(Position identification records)
* * *

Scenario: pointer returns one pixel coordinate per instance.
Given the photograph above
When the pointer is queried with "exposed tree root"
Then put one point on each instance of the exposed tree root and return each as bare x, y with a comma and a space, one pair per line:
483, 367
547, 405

* * *

* **Written request**
Copy the lines above word for word.

* **Solution for this exercise**
Scenario: pointer returns one pixel coordinate per instance.
Given the photograph above
When the pointer is queried with "exposed tree root"
Then put one point on each instance of the exposed tree root and return each as bare x, y with a comma and a space, one pair per line:
483, 367
547, 405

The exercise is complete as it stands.